(Dataset excerpts)
========================
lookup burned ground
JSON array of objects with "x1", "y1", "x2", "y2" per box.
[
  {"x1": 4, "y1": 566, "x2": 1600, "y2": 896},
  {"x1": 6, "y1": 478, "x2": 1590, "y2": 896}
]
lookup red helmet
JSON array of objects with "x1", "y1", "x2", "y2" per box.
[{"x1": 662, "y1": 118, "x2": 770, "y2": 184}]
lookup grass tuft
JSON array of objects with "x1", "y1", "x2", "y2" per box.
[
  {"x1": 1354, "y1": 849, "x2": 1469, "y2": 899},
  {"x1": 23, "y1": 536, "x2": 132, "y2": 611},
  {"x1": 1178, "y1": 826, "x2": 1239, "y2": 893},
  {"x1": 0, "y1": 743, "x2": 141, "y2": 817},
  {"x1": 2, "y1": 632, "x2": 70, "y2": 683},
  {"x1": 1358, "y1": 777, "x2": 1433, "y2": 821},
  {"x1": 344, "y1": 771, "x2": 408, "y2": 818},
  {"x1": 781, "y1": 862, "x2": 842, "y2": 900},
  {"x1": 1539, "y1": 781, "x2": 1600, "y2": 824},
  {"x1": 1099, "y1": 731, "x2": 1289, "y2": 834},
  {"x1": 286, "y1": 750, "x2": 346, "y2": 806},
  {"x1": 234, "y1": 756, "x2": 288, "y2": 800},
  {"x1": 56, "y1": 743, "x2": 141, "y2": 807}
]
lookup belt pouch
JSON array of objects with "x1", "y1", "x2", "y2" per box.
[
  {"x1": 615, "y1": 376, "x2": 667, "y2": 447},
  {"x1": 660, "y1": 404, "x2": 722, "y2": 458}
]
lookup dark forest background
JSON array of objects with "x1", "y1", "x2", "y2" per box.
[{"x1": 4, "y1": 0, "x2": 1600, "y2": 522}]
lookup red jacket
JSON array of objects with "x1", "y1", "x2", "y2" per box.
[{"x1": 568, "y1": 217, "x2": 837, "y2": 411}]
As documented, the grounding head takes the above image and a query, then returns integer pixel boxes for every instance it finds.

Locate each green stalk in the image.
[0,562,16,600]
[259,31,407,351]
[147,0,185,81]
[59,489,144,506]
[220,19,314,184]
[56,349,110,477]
========================
- **WORK REQUEST**
All lines above containing the string "lookup": copy each one.

- **EXPECTED ANSWER**
lookup burned ground
lookup red helmet
lookup grass tuft
lookup belt pouch
lookup dark forest background
lookup red jacket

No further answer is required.